▶ _STUDY TEXT_
A strong prospect calls your Search Engine Marketing agency and as a Business Development Executive, you take the call. The client asks you what the difference is between SEM and SEO. He also enquires what the most important on-page elements of an SEO campaign are. After you have answered, the prospect responds that of the four agencies with whom he has conversed today, every single one, has responded differently to this question.
Strike #1: If there is no accepted standard definition from which the client can develop an understanding of the terminology used in the conversation, this creates confusion and hurts industry credibility. It is like going to four dentists and being given four different solutions to numbing a tooth ache. You will ultimately not know whom to trust and will question each recommendation.
The client agrees to go ahead with the SEO proposal that your company has presented. You begin implementing the work and four months later, you get a call from the angry client because he had interpreted that monthly SEO included comprehensive link building and article creation, but you’ve only added a few links.
Strike #2: Unless both you and the client are clear on the definitions and parameters of the contract, this affects the validity of the contract and creates miscommunication & confusion.
The client refuses to make any further monthly payments until all the definitions of service have been clearly outlined.
Strike #3: This is detrimental to the trust that you have built with the client and creates a hurdle in the relationship. It creates a disequilibrium in the expectations the client had of your service offering.
You define each of the terms and clearly outline the definitions in your contract, but the client believes that these are not representative of what was agreed to during discussions and as the client had understood the contract. The client decides that he does not wish to do business with you any further and unless you refund all their money, a lawsuit will be filed against you for misleading conduct.
Strike #4: Now you have a problem, but do not wish to refund money for work that you believe was delivered. If you take it to court, the Law in your state will determine whether your contract is valid. Are there any legal loopholes? Could a court find that you as the Professional should have known better and through your actions, you inadvertently misled the client?

▶ _INFORMATION SHOWN_

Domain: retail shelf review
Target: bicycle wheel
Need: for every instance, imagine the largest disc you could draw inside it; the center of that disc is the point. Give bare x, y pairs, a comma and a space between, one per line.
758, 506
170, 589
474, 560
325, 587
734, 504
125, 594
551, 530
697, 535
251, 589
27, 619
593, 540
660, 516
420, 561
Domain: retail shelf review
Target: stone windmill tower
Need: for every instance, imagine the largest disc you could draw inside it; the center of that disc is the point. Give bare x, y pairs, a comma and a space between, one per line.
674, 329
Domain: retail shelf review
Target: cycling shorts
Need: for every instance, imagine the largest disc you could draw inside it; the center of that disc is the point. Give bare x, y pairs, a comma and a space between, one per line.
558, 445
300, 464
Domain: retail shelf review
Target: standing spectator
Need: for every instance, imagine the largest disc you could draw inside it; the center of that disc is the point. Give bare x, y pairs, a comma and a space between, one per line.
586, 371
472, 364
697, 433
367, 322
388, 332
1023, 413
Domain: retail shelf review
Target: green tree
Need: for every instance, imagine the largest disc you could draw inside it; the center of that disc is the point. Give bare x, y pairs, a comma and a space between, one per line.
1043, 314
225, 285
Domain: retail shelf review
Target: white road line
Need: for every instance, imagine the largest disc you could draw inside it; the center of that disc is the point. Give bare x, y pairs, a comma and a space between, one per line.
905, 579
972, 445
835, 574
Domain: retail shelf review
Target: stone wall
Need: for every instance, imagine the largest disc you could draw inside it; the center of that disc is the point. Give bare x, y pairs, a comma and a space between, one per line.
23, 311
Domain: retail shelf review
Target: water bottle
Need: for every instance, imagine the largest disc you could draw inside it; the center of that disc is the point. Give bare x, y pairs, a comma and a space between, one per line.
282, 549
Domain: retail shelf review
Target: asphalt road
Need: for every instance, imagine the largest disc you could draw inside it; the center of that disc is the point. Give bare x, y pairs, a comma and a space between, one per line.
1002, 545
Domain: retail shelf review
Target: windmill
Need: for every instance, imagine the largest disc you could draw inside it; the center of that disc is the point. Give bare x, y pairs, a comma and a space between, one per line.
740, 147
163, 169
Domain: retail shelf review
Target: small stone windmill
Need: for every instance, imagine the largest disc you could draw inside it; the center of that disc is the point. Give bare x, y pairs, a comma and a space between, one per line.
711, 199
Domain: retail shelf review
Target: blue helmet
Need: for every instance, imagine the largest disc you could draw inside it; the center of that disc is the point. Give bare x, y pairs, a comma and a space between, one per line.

▶ _STUDY QUESTIONS_
(1) List every outcome that the strikes in the SEO agency text are said to "create," noting which strike each belongs to.
(2) Resume the SEO agency text, starting right after its final question about whether a court could find that you inadvertently misled the client.
The data above come from a separate source and are unrelated to the agency text.

▶ _RESULTS FOR EACH TASK_
(1)
- Strike #1: confusion
- Strike #2: miscommunication & confusion
- Strike #3: a hurdle in the relationship
- Strike #3: a disequilibrium in the expectations the client had of your service offering

(2)
Without any standards to guide the courts, the courts only have the Law to decide who is in the wrong. With no guiding principles or ‘generally accepted standards’ in the SEO industry, the client may well have a strong case for being misled and cheated.
No Standards – And You’re Out
The SEO industry, like every other professional industry, from lawyers to doctors, requires standards to protect the public.
Doctors do not take the Hippocratic Oath for their own benefit, but rather to practice and prescribe to the best of their ability for the good of their patients.
In the same manner, SEO specialists should be required to adhere to certain principles that protect the client and decrease their likelihood of being cheated or misled.
Every single SEO agency may claim that they strive to keep the good of the client as the highest priority…. Yet, the road to hell is paved with good intentions.
Without responsibly practicing in the SEO profession, with official principles guiding the field, the cowboy industry where ‘everything goes’ will not mature.
As Ian McAnerin so aptly put it in his blog:
Standards? We don’t need no stinkin’ standards. But the public does. The SEO community needs to deal with the fact that they and the search engines are not the only ones involved in this issue. That’s part of the process of becoming mature: becoming aware of the needs of others. Joining the larger community. Practicing responsible behavior. Caring.
I think it’s time we grew up and took responsibility for our own profession, before someone does it for us.